The problem
The line holding "Pick out the arched" and all lines that follow it to the end of the data: return these exactly, and nothing more.
____________________
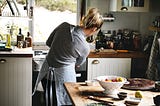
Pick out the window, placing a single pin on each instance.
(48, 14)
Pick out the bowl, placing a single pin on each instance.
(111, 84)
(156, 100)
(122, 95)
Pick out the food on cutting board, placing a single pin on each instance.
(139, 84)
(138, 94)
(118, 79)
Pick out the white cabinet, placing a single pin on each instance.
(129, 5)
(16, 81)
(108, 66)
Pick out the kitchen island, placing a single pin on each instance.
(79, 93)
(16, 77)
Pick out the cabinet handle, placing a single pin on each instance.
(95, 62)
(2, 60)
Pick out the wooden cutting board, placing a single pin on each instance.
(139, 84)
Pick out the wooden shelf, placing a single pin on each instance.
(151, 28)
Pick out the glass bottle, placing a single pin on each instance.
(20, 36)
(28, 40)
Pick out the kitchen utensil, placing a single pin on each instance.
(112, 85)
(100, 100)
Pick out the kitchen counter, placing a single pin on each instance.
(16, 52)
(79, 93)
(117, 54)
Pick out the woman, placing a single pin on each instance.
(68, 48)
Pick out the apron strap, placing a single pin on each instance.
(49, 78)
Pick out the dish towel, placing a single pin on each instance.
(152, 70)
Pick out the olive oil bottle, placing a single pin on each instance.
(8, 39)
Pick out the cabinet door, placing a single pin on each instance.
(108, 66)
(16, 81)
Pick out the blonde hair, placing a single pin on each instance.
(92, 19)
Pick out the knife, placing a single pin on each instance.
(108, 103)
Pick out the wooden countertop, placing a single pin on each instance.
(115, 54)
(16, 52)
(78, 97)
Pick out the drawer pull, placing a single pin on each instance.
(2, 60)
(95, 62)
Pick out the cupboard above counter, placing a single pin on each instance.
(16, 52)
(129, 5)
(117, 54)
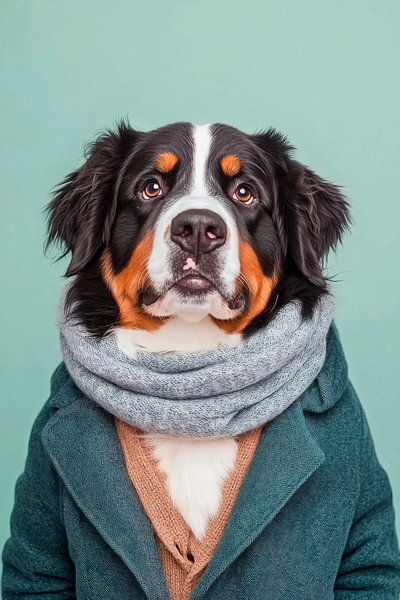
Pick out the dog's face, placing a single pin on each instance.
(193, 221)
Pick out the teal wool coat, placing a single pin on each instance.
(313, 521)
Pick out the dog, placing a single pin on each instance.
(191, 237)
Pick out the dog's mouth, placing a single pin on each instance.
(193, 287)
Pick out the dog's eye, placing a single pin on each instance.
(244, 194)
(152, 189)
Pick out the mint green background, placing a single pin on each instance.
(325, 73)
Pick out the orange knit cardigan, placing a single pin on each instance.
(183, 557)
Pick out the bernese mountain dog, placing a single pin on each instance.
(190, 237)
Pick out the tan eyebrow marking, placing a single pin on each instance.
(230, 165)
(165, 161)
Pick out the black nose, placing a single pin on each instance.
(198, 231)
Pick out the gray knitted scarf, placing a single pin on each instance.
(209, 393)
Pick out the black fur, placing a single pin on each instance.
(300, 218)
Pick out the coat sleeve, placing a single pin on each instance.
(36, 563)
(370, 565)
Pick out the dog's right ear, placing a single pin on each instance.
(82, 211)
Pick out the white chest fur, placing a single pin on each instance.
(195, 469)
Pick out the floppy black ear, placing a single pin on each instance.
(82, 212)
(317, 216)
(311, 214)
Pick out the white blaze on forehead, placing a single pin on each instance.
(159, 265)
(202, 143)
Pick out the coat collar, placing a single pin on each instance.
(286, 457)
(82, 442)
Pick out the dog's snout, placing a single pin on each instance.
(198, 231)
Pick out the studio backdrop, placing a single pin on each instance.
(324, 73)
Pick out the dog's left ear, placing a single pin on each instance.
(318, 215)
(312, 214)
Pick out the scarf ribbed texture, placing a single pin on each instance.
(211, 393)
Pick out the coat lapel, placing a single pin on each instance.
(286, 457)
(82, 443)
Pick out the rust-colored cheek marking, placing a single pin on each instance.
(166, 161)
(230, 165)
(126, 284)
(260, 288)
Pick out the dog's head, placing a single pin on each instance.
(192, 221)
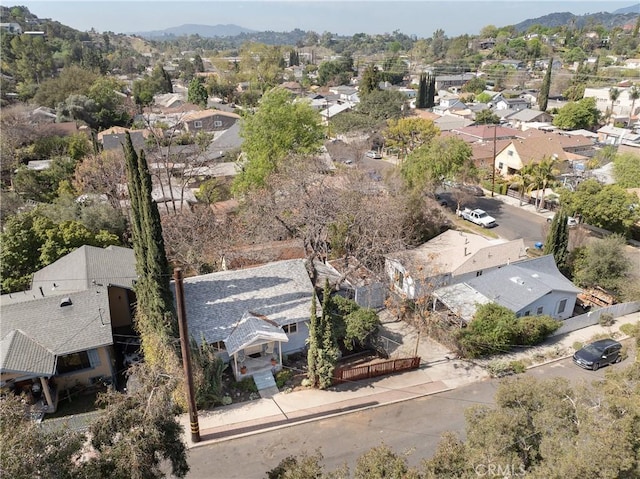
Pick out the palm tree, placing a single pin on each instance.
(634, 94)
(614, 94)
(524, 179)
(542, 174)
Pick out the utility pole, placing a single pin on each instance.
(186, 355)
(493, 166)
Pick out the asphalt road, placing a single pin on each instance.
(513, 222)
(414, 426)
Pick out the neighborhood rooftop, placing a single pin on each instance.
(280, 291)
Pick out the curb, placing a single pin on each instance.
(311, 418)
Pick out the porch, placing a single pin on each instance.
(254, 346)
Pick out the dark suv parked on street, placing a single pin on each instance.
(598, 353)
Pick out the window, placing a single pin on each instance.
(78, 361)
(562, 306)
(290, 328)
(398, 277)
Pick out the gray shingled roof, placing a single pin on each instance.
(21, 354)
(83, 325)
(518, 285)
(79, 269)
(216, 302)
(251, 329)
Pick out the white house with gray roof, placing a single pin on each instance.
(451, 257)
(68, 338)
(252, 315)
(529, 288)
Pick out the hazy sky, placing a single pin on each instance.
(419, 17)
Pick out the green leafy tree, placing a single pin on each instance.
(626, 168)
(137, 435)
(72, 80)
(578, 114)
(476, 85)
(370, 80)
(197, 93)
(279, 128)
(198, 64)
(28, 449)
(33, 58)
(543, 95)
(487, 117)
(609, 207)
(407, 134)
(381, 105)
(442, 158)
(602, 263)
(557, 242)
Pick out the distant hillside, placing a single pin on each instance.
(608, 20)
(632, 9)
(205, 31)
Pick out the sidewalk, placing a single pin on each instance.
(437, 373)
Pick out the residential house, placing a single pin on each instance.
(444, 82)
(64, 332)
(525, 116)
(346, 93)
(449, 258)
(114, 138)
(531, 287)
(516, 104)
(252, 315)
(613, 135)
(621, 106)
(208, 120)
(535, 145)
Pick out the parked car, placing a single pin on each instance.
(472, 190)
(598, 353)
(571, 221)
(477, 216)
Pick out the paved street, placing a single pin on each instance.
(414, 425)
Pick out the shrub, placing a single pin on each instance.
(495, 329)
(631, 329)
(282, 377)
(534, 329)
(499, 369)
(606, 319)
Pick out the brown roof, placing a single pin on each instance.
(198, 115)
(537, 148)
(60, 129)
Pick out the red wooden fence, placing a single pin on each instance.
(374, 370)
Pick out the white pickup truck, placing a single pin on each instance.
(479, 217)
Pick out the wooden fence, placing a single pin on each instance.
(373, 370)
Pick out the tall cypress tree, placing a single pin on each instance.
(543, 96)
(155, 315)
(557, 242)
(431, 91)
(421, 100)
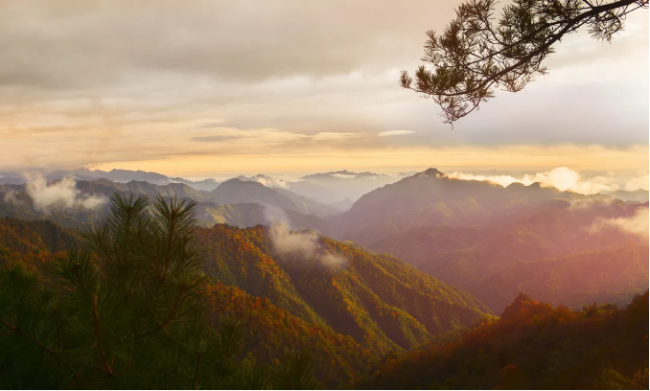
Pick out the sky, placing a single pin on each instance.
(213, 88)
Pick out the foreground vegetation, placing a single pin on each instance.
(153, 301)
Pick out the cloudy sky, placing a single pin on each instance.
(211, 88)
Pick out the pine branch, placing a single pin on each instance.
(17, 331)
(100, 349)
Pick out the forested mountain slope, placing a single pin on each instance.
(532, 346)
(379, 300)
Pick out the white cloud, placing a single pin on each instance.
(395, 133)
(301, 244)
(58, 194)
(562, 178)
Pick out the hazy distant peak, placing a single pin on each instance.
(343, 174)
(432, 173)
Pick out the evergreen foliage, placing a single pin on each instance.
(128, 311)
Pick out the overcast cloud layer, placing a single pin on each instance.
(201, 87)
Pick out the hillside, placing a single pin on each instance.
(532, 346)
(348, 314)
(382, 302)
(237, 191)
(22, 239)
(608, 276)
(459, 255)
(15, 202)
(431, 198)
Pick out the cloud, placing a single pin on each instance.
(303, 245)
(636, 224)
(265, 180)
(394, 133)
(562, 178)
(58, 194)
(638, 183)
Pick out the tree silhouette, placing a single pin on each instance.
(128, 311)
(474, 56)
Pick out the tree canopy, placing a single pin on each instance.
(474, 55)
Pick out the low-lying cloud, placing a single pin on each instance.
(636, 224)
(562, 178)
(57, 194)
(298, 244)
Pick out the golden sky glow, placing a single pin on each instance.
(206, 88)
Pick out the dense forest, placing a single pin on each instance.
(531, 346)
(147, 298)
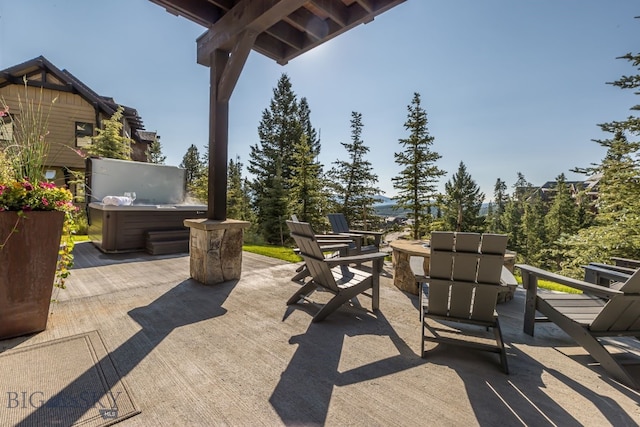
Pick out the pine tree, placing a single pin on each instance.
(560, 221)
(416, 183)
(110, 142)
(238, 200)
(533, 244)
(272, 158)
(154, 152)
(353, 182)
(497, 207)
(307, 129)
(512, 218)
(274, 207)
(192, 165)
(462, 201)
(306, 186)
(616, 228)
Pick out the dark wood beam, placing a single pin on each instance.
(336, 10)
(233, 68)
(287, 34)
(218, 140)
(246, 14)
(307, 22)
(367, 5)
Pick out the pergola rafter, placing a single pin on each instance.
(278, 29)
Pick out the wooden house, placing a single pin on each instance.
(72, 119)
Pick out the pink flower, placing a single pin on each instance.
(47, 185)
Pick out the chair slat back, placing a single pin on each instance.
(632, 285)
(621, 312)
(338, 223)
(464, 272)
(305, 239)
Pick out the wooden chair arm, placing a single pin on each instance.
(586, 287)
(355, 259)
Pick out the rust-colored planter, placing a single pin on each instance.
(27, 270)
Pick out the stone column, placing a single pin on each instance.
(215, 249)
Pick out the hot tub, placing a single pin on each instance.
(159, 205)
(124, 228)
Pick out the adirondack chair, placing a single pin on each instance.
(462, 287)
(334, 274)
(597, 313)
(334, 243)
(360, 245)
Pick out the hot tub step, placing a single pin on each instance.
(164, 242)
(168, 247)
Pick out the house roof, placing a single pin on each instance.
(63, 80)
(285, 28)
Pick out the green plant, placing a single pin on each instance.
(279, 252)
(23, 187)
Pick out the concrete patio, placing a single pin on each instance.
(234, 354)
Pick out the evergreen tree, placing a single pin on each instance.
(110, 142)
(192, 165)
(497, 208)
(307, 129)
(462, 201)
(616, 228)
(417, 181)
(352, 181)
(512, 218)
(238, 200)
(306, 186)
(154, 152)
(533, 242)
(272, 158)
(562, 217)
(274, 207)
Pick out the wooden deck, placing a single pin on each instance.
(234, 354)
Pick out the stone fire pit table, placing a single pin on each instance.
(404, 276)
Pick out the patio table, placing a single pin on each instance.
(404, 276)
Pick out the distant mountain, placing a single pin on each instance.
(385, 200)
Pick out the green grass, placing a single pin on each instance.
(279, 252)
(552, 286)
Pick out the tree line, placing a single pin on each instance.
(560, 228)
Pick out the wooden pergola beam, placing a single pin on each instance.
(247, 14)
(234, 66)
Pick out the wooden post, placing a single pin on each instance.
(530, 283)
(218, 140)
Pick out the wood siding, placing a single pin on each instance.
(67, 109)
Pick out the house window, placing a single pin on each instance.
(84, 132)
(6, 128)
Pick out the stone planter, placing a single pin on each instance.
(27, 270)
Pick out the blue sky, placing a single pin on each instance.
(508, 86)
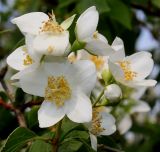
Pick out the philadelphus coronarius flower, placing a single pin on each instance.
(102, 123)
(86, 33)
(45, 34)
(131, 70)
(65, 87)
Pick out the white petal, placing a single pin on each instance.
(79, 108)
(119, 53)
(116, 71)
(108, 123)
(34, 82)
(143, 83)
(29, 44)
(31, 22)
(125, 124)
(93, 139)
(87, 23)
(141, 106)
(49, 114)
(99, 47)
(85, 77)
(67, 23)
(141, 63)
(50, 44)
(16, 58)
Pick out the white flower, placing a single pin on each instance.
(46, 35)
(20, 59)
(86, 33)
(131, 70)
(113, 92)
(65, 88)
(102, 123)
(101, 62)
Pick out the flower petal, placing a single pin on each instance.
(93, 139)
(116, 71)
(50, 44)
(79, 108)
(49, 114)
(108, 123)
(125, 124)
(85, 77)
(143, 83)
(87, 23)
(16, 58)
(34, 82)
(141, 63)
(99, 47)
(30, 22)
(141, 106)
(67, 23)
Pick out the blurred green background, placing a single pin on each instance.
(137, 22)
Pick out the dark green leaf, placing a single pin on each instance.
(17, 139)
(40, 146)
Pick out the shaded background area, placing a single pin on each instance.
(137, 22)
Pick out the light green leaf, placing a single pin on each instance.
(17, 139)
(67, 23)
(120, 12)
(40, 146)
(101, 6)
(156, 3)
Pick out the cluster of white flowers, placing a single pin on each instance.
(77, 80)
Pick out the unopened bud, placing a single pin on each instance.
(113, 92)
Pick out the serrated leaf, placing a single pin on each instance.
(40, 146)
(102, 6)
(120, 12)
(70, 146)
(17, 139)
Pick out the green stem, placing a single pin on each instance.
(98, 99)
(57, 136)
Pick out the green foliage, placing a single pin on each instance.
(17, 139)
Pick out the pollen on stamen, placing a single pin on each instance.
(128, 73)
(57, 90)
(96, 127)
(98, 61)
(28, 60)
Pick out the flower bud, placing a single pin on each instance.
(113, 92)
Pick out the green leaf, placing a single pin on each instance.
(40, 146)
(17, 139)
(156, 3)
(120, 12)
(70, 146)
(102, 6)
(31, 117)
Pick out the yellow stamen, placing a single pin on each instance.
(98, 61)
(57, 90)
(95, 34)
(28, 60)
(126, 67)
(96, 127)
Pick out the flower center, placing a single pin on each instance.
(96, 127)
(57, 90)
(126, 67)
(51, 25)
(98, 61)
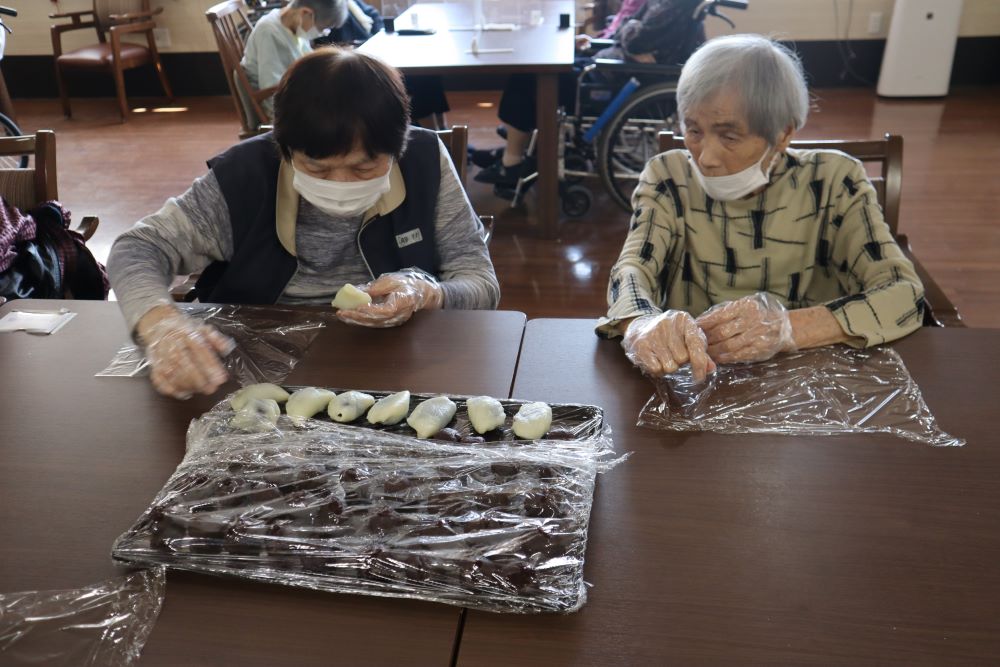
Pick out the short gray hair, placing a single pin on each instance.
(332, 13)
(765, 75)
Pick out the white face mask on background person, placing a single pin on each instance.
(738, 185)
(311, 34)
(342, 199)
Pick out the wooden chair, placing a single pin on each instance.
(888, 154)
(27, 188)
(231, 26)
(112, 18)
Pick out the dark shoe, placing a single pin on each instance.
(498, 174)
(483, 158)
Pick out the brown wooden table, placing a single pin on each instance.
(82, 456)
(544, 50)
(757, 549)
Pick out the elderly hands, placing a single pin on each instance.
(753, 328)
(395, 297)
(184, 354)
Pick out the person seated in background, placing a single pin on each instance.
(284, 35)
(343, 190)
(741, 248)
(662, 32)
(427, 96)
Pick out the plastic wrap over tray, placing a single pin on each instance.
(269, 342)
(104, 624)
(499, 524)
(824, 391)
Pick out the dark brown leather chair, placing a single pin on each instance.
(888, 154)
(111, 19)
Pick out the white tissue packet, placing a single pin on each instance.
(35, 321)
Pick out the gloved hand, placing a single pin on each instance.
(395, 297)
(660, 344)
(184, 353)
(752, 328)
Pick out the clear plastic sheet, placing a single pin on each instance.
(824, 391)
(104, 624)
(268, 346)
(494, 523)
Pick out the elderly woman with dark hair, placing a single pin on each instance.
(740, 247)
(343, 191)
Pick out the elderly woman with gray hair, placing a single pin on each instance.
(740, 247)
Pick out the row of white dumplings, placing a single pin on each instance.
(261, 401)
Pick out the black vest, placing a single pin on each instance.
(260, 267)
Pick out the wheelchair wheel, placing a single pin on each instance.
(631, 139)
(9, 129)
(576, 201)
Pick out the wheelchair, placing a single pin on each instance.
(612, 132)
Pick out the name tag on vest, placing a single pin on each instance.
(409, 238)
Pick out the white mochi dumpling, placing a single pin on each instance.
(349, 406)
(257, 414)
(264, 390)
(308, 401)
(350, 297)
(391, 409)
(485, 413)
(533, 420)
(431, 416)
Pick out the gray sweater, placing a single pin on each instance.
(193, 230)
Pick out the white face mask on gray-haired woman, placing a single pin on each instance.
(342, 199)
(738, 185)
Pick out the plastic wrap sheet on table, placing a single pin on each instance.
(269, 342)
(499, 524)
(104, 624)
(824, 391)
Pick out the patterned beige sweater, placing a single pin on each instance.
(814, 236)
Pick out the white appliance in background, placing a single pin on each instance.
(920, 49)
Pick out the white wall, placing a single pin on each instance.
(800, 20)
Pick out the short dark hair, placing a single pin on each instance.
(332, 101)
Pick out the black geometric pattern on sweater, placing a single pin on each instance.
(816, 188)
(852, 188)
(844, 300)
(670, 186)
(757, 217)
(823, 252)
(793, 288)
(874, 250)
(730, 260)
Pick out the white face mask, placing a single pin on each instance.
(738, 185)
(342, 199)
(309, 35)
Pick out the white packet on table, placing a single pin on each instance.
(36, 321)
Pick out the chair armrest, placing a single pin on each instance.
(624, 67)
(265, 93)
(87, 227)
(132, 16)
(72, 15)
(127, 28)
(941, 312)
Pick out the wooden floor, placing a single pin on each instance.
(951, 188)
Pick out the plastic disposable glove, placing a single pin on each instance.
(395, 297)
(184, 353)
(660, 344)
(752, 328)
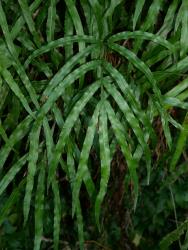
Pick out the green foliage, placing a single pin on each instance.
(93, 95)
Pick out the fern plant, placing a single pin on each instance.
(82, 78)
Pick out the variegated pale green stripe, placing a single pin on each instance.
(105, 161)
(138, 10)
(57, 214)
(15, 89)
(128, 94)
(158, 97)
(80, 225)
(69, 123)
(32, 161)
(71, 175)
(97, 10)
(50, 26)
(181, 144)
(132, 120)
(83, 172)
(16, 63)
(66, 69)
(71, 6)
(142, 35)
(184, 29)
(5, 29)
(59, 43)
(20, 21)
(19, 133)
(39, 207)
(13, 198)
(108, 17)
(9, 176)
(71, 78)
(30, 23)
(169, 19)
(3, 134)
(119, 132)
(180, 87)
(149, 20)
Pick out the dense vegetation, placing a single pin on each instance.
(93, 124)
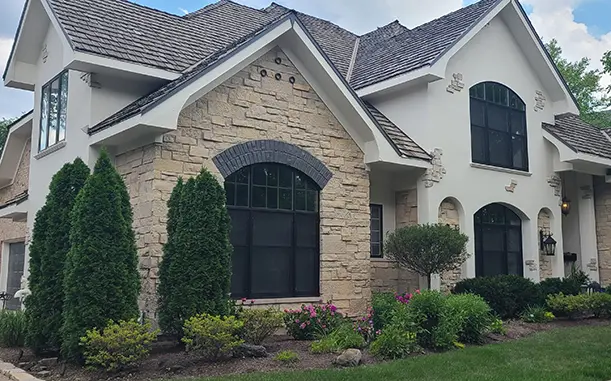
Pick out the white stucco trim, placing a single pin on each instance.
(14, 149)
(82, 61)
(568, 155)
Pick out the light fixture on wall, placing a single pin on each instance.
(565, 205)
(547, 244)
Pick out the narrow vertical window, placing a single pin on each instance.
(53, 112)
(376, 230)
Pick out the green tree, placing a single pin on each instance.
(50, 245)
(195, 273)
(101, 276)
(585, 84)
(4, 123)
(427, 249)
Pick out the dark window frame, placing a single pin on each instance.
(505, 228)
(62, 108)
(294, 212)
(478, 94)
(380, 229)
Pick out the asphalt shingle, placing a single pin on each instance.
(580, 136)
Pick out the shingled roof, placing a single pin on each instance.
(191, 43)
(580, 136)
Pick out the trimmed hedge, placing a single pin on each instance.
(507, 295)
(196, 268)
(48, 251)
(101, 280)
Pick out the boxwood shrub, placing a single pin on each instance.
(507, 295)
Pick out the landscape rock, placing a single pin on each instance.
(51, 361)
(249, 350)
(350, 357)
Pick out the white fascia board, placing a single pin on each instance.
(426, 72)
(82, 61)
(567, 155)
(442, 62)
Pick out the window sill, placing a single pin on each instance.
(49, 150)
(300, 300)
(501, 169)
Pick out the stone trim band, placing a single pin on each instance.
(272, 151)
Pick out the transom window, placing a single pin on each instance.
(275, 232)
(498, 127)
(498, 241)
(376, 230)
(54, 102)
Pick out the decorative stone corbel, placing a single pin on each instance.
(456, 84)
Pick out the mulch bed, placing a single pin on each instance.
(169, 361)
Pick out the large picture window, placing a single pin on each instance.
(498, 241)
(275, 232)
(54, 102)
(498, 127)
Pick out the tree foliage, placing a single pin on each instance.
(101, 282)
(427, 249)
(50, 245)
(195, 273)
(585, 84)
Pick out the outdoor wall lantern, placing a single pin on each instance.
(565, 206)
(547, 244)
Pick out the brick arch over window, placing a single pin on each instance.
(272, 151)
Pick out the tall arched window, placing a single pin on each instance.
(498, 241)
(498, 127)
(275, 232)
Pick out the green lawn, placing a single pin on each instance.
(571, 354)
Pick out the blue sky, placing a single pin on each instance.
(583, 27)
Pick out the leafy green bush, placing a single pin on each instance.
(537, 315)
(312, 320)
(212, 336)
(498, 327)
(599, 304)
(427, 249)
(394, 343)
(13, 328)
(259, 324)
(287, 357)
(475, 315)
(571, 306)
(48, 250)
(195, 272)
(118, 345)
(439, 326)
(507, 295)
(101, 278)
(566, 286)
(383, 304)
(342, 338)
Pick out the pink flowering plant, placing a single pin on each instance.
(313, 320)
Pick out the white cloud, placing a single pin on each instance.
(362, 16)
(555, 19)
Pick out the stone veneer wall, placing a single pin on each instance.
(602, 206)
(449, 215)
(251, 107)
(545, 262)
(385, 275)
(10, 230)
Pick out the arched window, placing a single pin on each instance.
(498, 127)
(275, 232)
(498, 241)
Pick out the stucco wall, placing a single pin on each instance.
____________________
Task response
Pick out the arched window, placing a single pin on each instance.
(498, 127)
(275, 232)
(498, 241)
Pick out the stucco wall, placing a single pin on each instance.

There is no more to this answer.